## Aufgabe A
Gib die Zeilen nach dem Textauszug unverändert wieder, und zwar von der Zeile mit „find the red tiled roof“ bis einschließlich der letzten Zeile.

## Textauszug
Die Fotografien lassen sich als in dieser Zeit produziert belegen, durch Veröffentlichungen in Printmedien, als Vintage Prints oder in Ausstellungen. Hinzu kommen aus diesen Jahren weitere Belege, wie z.B. das Bildmaterial anderer Fotografen in Archiven und Zeitungen, die auf die seinerzeit existierenden Personen, Ereignisse und Konstellationen im Raum verweisen und eine nachträgliche Fälschung erheblich erschweren würde.
Alle Arbeitsschritte und Herstellungsweisen sind aufgrund der vorhandenen Negative, Prints und Rohdaten in meinem Archiv verfügbar, einsehbar und überprüfbar. Noch.
Die hier gezeigten noch MI-generierten Vorläufer der Dichografien jedoch bedürfen keiner Bezeugung.
Erst durch die begriffliche Trennung der visuell kaum unterscheidbaren Bilder in Fotografien und Dichografien wird deutlich, dass es Bilder zweier völlig unterschiedlicher Epochen sind, die unspektakulär den Übergang vom analogen ins digitale Zeitalter beinhalten.
Vorhergehendes Bild:
Dichografie oder Fotografie?
Straßenszene in Köln, 2021
Ab 6. Oktober 2023 erhältlich
Die Welt der Neuen Bilder
Dokumentarische Fotografie und KIneu!

## Ausgewählte Zeilen
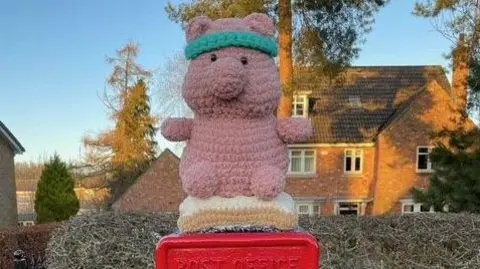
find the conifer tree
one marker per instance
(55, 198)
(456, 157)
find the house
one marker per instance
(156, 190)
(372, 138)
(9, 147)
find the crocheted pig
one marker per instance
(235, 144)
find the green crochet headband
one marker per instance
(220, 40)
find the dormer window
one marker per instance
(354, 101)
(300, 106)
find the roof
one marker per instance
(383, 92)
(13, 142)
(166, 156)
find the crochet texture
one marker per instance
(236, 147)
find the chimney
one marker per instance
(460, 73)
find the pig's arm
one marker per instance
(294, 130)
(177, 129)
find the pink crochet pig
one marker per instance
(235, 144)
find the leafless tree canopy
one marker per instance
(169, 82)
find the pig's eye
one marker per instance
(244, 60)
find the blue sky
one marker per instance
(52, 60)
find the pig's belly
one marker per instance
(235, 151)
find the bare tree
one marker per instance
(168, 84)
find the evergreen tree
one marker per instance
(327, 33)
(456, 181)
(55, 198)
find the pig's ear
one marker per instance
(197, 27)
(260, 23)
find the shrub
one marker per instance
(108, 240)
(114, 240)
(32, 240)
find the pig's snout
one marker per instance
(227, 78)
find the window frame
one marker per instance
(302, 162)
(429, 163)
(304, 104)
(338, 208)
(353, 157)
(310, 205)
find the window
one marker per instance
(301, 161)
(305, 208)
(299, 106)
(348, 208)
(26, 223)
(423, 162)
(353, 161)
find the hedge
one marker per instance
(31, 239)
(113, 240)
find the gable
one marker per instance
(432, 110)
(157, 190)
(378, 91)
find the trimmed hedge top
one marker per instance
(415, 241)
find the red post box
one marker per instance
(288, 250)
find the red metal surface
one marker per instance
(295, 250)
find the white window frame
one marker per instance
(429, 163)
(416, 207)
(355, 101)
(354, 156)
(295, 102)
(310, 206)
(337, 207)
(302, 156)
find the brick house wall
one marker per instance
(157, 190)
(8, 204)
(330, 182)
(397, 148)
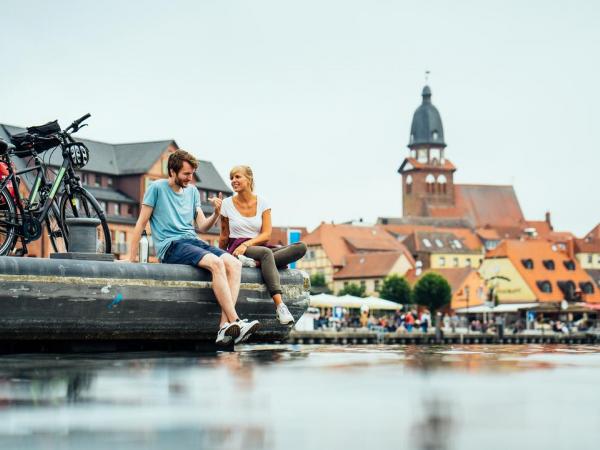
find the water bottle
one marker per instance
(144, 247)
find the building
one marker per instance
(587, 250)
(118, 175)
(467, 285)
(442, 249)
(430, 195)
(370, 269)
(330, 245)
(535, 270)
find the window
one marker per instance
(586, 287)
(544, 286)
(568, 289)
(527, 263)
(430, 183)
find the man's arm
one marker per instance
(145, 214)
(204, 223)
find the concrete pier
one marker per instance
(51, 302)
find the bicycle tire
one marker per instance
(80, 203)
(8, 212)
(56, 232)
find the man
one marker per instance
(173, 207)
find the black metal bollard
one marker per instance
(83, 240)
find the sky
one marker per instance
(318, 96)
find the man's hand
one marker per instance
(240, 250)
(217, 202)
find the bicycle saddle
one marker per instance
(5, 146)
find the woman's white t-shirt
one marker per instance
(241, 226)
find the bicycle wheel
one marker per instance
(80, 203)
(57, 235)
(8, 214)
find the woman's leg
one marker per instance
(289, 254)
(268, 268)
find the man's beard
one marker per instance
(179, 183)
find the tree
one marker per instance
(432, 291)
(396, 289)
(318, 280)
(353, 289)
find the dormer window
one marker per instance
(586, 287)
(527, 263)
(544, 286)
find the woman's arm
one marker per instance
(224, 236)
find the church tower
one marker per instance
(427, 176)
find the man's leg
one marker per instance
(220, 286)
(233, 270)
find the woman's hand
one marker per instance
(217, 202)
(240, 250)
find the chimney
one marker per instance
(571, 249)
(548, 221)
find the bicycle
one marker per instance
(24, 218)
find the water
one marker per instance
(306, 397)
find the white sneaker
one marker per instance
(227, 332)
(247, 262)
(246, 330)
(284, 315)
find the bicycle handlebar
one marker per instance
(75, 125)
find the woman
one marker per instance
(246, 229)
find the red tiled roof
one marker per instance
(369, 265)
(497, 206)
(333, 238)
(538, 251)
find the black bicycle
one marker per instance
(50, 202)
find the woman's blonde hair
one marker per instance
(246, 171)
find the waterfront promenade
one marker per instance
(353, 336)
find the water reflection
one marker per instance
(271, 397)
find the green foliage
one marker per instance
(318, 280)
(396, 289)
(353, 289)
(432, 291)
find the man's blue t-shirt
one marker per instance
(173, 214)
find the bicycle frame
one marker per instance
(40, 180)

## Aufgabe B
Beantworte die folgenden Fragen zum Textauszug:
(i) Auf welche drei Weisen lässt sich belegen, dass die Fotografien in dieser Zeit produziert wurden?
(ii) Aufgrund welcher im Archiv vorhandenen Materialien sind alle Arbeitsschritte überprüfbar?
(iii) Welche Szene, welcher Ort und welches Jahr werden beim vorhergehenden Bild genannt?

## Lösung A
find the red tiled roof
one marker per instance
(369, 265)
(497, 206)
(333, 238)
(538, 251)
find the black bicycle
one marker per instance
(50, 202)
find the woman's blonde hair
one marker per instance
(246, 171)
find the waterfront promenade
one marker per instance
(353, 336)
find the water reflection
one marker per instance
(271, 397)
find the green foliage
one marker per instance
(318, 280)
(396, 289)
(353, 289)
(432, 291)
find the man's blue t-shirt
one marker per instance
(173, 214)
find the bicycle frame
one marker per instance
(40, 180)

## Lösung B
(i) Durch Veröffentlichungen in Printmedien, als Vintage Prints oder in Ausstellungen.
(ii) Aufgrund der Negative, Prints und Rohdaten.
(iii) Eine Straßenszene in Köln, 2021.